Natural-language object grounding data
##########

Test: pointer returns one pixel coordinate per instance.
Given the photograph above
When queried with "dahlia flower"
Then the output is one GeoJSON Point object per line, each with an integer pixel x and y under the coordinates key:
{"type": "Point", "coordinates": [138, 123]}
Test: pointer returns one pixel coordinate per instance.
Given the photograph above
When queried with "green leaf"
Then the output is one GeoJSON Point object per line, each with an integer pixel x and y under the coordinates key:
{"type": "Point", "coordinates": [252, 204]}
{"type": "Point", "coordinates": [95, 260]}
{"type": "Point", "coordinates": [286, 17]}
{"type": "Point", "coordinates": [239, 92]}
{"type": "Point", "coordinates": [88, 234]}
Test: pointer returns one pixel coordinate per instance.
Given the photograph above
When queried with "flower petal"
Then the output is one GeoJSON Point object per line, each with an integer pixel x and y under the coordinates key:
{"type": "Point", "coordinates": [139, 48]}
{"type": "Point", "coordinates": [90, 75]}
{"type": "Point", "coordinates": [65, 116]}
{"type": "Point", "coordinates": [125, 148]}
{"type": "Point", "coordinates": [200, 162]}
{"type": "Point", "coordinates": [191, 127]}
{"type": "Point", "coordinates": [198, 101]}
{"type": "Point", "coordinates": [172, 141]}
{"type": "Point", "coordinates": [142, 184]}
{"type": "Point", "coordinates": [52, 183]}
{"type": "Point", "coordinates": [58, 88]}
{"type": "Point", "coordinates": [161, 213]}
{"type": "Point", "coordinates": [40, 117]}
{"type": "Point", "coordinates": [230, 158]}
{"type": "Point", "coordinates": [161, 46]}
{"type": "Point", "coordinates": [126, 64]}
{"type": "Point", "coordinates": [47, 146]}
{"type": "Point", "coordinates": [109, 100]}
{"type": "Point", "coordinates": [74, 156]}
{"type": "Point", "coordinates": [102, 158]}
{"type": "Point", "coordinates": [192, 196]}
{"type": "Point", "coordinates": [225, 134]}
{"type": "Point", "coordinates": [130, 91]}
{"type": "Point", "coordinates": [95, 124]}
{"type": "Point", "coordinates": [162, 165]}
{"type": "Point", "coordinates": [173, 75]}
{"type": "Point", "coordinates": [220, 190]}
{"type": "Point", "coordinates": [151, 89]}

##########

#### Your goal:
Count the lines in the preceding entries that contain the string "When", and state only the resulting number.

#### Exercise result:
3